Data listing:
## BEGIN

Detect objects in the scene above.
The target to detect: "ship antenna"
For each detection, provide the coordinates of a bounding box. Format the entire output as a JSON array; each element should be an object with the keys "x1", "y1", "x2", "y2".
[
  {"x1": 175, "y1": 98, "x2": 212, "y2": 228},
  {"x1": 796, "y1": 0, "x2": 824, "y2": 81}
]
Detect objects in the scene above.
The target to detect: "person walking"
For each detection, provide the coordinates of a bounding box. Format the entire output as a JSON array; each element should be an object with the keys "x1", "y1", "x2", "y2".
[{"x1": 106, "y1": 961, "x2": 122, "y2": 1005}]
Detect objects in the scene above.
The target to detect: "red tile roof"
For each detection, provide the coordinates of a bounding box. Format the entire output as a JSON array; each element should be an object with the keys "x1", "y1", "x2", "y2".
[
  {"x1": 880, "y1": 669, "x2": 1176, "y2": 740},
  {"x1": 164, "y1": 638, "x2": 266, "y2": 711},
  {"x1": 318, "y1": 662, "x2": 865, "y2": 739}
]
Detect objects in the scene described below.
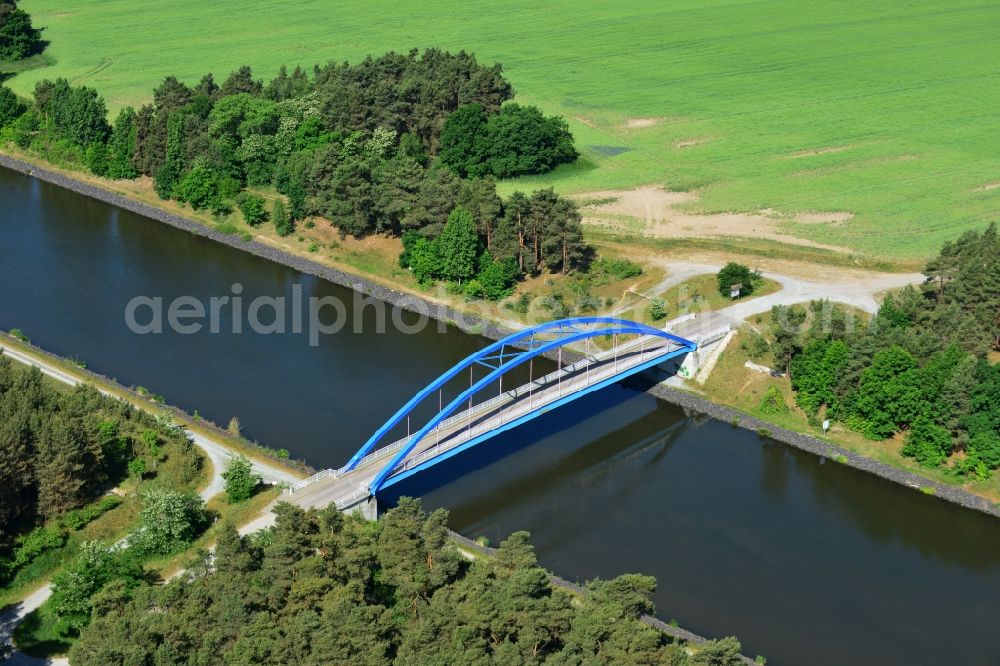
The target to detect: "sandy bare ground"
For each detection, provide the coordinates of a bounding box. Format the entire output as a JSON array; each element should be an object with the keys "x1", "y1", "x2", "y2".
[
  {"x1": 613, "y1": 259, "x2": 924, "y2": 332},
  {"x1": 622, "y1": 118, "x2": 664, "y2": 129},
  {"x1": 579, "y1": 185, "x2": 851, "y2": 253}
]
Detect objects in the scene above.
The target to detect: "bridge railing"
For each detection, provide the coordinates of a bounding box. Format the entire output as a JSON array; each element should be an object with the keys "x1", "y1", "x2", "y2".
[
  {"x1": 394, "y1": 345, "x2": 676, "y2": 474},
  {"x1": 288, "y1": 469, "x2": 336, "y2": 495},
  {"x1": 695, "y1": 324, "x2": 732, "y2": 346},
  {"x1": 360, "y1": 334, "x2": 694, "y2": 476}
]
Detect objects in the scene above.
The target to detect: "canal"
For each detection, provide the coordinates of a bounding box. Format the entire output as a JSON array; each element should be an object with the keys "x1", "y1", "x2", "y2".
[{"x1": 0, "y1": 163, "x2": 1000, "y2": 665}]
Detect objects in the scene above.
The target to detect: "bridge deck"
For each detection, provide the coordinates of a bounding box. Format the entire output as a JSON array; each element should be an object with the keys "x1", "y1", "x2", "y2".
[{"x1": 286, "y1": 328, "x2": 683, "y2": 508}]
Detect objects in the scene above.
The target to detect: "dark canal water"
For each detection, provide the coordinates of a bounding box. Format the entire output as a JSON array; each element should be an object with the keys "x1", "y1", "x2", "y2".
[{"x1": 0, "y1": 169, "x2": 1000, "y2": 665}]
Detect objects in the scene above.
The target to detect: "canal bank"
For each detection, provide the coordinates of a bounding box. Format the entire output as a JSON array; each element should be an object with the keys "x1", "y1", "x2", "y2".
[
  {"x1": 0, "y1": 153, "x2": 1000, "y2": 517},
  {"x1": 0, "y1": 332, "x2": 754, "y2": 666},
  {"x1": 0, "y1": 160, "x2": 1000, "y2": 666}
]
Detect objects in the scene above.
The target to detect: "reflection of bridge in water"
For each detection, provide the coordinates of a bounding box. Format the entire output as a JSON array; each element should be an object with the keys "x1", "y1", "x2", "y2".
[{"x1": 286, "y1": 317, "x2": 697, "y2": 516}]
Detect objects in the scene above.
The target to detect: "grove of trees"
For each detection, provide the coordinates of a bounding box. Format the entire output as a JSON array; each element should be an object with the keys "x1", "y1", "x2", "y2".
[
  {"x1": 772, "y1": 225, "x2": 1000, "y2": 478},
  {"x1": 0, "y1": 0, "x2": 45, "y2": 62},
  {"x1": 0, "y1": 49, "x2": 589, "y2": 298},
  {"x1": 0, "y1": 356, "x2": 201, "y2": 582},
  {"x1": 70, "y1": 498, "x2": 743, "y2": 666}
]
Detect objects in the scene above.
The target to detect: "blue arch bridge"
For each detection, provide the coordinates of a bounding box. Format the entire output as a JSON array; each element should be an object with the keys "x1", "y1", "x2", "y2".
[{"x1": 285, "y1": 317, "x2": 698, "y2": 517}]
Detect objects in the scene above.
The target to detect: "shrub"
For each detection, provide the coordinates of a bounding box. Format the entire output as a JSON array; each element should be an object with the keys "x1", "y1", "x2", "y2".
[
  {"x1": 716, "y1": 261, "x2": 761, "y2": 298},
  {"x1": 236, "y1": 192, "x2": 267, "y2": 227},
  {"x1": 9, "y1": 527, "x2": 66, "y2": 571},
  {"x1": 222, "y1": 455, "x2": 262, "y2": 504},
  {"x1": 759, "y1": 385, "x2": 788, "y2": 416},
  {"x1": 903, "y1": 417, "x2": 952, "y2": 467},
  {"x1": 62, "y1": 495, "x2": 122, "y2": 530},
  {"x1": 646, "y1": 298, "x2": 667, "y2": 321}
]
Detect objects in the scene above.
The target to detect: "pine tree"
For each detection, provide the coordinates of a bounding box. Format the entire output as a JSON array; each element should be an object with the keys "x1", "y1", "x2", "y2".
[
  {"x1": 35, "y1": 414, "x2": 87, "y2": 518},
  {"x1": 271, "y1": 198, "x2": 294, "y2": 237},
  {"x1": 437, "y1": 206, "x2": 479, "y2": 283},
  {"x1": 108, "y1": 106, "x2": 139, "y2": 180}
]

## END

**WHAT IS EXPECTED**
Leave out the pictures and repeat everything else in the records exactly.

**EXERCISE OUTPUT**
Detect objects in the scene above.
The target to detect: "ship antenna"
For each detection, provide the coordinates of a bounding box. Format the entire output as a JSON array; each element should be an object with the keys "x1", "y1", "x2", "y2".
[
  {"x1": 175, "y1": 98, "x2": 212, "y2": 228},
  {"x1": 796, "y1": 0, "x2": 824, "y2": 81}
]
Detect objects in the scene above.
The target to detect: "person walking"
For each detection, provide the coordinates of a bounding box. Format the entire output as a JSON array; each element should be an object with the keys "x1", "y1", "x2", "y2".
[{"x1": 106, "y1": 961, "x2": 122, "y2": 1005}]
Detect objects in the scene above.
The target to detect: "red tile roof"
For each detection, provide the coordinates of a bounding box. Format the entire output as a JSON array; each element should be an object with the keys "x1", "y1", "x2", "y2".
[
  {"x1": 880, "y1": 669, "x2": 1176, "y2": 740},
  {"x1": 164, "y1": 638, "x2": 266, "y2": 711},
  {"x1": 318, "y1": 662, "x2": 865, "y2": 739}
]
Detect objects in the scene described below.
The target to detect: "sandy bare ground"
For each detection, provide the coordinates of a bounding box. Format the entire output as a JSON array; each element should be an object with the keys "x1", "y1", "x2", "y2".
[
  {"x1": 613, "y1": 259, "x2": 924, "y2": 332},
  {"x1": 622, "y1": 118, "x2": 664, "y2": 129},
  {"x1": 579, "y1": 185, "x2": 851, "y2": 253}
]
Detect objects in the scene above.
The target to detect: "bridge railing"
For each detection, provide the coordinates of a bounding box. Format the entire output as a JSON array; each element should be an object with the keys "x1", "y1", "x2", "y2".
[
  {"x1": 394, "y1": 345, "x2": 676, "y2": 474},
  {"x1": 288, "y1": 469, "x2": 336, "y2": 495},
  {"x1": 695, "y1": 324, "x2": 732, "y2": 346},
  {"x1": 360, "y1": 334, "x2": 694, "y2": 476}
]
Detect objects in the scene above.
The target to detect: "canal"
For each detection, provide the coordinates of a bounding box. Format the entire output as a JSON array; each element should be an object with the keys "x1", "y1", "x2", "y2".
[{"x1": 0, "y1": 163, "x2": 1000, "y2": 665}]
Detect objects in the scene above.
The target to detect: "bridge deck"
For each detection, provide the coordinates of a bounding box. Format the entire output as a JSON array; each element should be an object with the keys "x1", "y1", "x2", "y2".
[{"x1": 286, "y1": 328, "x2": 683, "y2": 508}]
Detect objects in the scene above.
The target to detect: "dark canal water"
For each detection, provide the coordinates of a bounding box. Format the entire output as a JSON array; each element should be an object with the keys "x1", "y1", "x2", "y2".
[{"x1": 0, "y1": 169, "x2": 1000, "y2": 665}]
Detect objects in the scene above.
The target to detect: "canal bank"
For each detection, provide the coordinates of a bounding box. Format the entire output as a JSON array; each element should be an object with the keys "x1", "y1", "x2", "y2".
[
  {"x1": 0, "y1": 153, "x2": 1000, "y2": 517},
  {"x1": 0, "y1": 332, "x2": 754, "y2": 666},
  {"x1": 0, "y1": 160, "x2": 1000, "y2": 666}
]
Detect objects in the scene above.
The target to detect: "reflection of bridge in water"
For each detection, provide the coordinates of a bounding box. Format the entire output as a JSON array; each element should be an object with the keys "x1", "y1", "x2", "y2".
[{"x1": 286, "y1": 317, "x2": 697, "y2": 516}]
Detect objects in the scene above.
The target to detect: "grove of trees"
For each detection, provide the coordinates of a bounding box. Format the entire output as a JSON array; each element should be an object with the keys "x1", "y1", "x2", "y2".
[
  {"x1": 772, "y1": 225, "x2": 1000, "y2": 478},
  {"x1": 0, "y1": 0, "x2": 45, "y2": 62},
  {"x1": 0, "y1": 49, "x2": 589, "y2": 298},
  {"x1": 0, "y1": 356, "x2": 201, "y2": 582},
  {"x1": 70, "y1": 498, "x2": 743, "y2": 666}
]
Detect objects in the scene above.
The target to detect: "blue arch bridge"
For each detection, provide the coordinates of a bounding box. Format the entire output as a JSON array; each element should be an object with the keys "x1", "y1", "x2", "y2".
[{"x1": 285, "y1": 317, "x2": 698, "y2": 517}]
Detect objects in the scene above.
The target to detect: "shrub"
For each detection, provide the coordinates of a bounding box. Format the entire output as a JSON array; each element should be an object with the keys "x1", "y1", "x2", "y2".
[
  {"x1": 716, "y1": 261, "x2": 761, "y2": 298},
  {"x1": 236, "y1": 192, "x2": 267, "y2": 227},
  {"x1": 9, "y1": 527, "x2": 66, "y2": 571},
  {"x1": 222, "y1": 455, "x2": 262, "y2": 504},
  {"x1": 759, "y1": 385, "x2": 788, "y2": 416},
  {"x1": 903, "y1": 417, "x2": 952, "y2": 467},
  {"x1": 62, "y1": 495, "x2": 122, "y2": 530},
  {"x1": 646, "y1": 298, "x2": 667, "y2": 321}
]
Detect objects in the scene above.
The target to detect: "pine tree"
For each detection, provide the coordinates of a bounding box. Format the entire output as a JSON array; each element should be an object with the keys "x1", "y1", "x2", "y2".
[
  {"x1": 35, "y1": 414, "x2": 87, "y2": 518},
  {"x1": 271, "y1": 198, "x2": 294, "y2": 237},
  {"x1": 437, "y1": 206, "x2": 479, "y2": 283},
  {"x1": 108, "y1": 106, "x2": 139, "y2": 180}
]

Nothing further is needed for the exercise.